What you should do ▸ Copy the items below word for word, from the line containing "Place one keypoint on each instance of the sink" through the end of the items, including both.

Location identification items
--- start ---

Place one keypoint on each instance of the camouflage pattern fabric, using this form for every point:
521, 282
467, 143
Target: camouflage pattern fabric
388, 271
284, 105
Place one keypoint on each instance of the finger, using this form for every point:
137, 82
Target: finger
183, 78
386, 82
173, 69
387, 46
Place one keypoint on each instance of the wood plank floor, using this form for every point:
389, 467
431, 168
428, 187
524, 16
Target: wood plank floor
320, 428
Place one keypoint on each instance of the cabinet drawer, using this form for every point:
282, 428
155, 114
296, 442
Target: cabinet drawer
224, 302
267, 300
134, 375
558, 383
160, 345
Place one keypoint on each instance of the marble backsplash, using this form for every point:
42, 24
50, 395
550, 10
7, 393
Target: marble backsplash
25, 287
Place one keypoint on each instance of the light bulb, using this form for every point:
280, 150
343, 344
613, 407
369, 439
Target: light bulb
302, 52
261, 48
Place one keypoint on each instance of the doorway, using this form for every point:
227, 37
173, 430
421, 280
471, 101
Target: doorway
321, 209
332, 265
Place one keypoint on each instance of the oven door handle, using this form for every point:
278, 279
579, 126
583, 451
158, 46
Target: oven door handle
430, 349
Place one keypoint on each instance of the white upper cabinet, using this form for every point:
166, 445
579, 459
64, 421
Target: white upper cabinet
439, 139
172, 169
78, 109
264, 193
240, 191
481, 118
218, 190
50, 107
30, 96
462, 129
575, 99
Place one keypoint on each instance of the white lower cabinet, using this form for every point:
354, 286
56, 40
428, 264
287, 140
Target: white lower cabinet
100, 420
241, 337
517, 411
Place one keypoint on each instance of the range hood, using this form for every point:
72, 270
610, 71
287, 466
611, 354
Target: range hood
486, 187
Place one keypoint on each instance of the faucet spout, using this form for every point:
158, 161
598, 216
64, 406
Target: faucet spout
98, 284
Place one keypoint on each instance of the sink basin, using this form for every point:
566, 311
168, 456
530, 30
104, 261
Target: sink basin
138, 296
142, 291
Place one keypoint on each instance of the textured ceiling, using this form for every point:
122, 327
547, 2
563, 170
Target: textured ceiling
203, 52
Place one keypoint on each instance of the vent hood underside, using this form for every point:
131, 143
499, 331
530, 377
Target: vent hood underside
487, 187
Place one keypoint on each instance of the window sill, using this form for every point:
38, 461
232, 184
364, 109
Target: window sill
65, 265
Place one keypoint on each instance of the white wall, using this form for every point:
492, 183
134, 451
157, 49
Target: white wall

--- end ---

Answer for the task ▸
Place one keypoint on each instance of the sink basin, using this form for every point:
566, 311
168, 456
530, 30
104, 261
Target: sink basin
138, 296
142, 291
Place one keypoint on each instance of the textured ceiling, using this form for every point:
122, 327
547, 2
563, 170
Target: textured ceiling
203, 52
Place one keypoint on each instance of the vent hood underside, using this form for every point:
131, 143
499, 331
530, 377
Target: vent hood underside
487, 187
Place one keypoint on each instance of the window sill, using this form for every point:
38, 461
232, 184
364, 109
Target: window sill
65, 265
Place one keypoint on each instance of the white wall, using this form for every point:
492, 183
134, 451
157, 49
Target: white wall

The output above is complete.